- YOUR TASK
Print every one of the entries below word for word, keeping each line as it stands.

────────────────────────────────────────

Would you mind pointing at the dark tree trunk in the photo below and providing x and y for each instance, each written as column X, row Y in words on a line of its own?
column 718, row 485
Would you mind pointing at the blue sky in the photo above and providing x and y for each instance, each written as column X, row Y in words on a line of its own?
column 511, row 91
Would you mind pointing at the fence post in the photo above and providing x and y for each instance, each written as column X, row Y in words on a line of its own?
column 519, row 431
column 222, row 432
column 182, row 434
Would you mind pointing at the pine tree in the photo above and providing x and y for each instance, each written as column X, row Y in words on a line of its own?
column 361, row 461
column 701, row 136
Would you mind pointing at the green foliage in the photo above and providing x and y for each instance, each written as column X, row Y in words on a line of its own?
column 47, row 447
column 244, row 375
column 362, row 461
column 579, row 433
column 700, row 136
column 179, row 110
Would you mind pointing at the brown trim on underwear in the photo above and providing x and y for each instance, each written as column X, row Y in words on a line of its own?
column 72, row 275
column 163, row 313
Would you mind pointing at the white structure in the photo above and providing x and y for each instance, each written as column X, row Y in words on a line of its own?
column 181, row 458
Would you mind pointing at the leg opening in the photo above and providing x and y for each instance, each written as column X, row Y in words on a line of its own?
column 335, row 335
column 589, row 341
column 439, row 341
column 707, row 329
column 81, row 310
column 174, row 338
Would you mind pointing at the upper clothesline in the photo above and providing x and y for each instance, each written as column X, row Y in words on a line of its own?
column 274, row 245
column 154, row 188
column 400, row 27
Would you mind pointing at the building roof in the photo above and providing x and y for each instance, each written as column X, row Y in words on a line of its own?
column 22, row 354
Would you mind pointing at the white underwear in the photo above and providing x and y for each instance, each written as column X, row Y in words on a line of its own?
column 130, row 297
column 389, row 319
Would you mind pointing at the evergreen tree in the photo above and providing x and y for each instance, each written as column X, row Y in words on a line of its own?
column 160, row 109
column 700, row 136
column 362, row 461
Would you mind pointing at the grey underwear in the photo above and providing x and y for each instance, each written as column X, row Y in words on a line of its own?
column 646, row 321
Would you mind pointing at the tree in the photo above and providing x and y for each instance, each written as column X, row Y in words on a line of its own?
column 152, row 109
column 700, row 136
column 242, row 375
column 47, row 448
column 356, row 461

────────────────────────────────────────

- EXPECTED OUTPUT
Would you mind pointing at the dark tree trunk in the photo below and providing x and y for each instance, each written as column X, row Y in words on a line of its own?
column 718, row 485
Would you mind pointing at the blue sky in the photo above and providing x and y for each instance, each written as column X, row Y in words on a line of its own?
column 511, row 91
Would you mind pointing at the fence post in the photo above and providing x and y for each instance, each written as column X, row Y in words on a line of its own?
column 519, row 431
column 222, row 432
column 182, row 434
Would you mind pointing at the pine tree in the photo above and providing x and y for each instance, each written as column X, row Y in words on a line of its own?
column 361, row 461
column 701, row 136
Would you mind pointing at the green foliage in the photo above and providing x and y for each instance, each written as column X, row Y in words on a line of its own?
column 47, row 447
column 244, row 375
column 362, row 461
column 579, row 433
column 700, row 136
column 179, row 110
Would you mind pointing at the brown trim on underwear in the photo above and providing x and y for each instance, each written as column X, row Y in words on a line of its own?
column 72, row 275
column 163, row 313
Would you mind pointing at the white structure in the photo above and providing x and y for each instance, each written as column X, row Y in words on a line of its own?
column 181, row 458
Would you mind pointing at the leg opening in the photo above and providing x and y for each instance, each written as column X, row Y in words on a line of its own?
column 335, row 335
column 589, row 341
column 439, row 341
column 707, row 329
column 81, row 310
column 174, row 338
Would you mind pointing at the upper clothesline in the photo above and providing x and y for each instance, each written as column X, row Y in words on a line of its own?
column 274, row 245
column 154, row 188
column 400, row 27
Would you mind pointing at the building roof in the photo above and providing x and y for each instance, each written as column X, row Y in words on a line of its own?
column 22, row 354
Would you mind pointing at the white underwear in the photo above and providing x and y for each instance, each written as column X, row Y in words on a line of its own?
column 130, row 297
column 389, row 319
Would you mind pointing at the evergreen tree in the photo above and providing x and y for each instance, each written as column X, row Y in words on a line of its own?
column 160, row 109
column 700, row 136
column 362, row 461
Would you mind pointing at the grey underwear in the photo above and providing x and y for each instance, each written as column X, row Y in words on a line of its own?
column 646, row 321
Would you mind pointing at the tree in the photo above and providing x and y for each instance, each written as column X, row Y in words on a line of its own?
column 152, row 109
column 700, row 136
column 242, row 375
column 47, row 448
column 356, row 461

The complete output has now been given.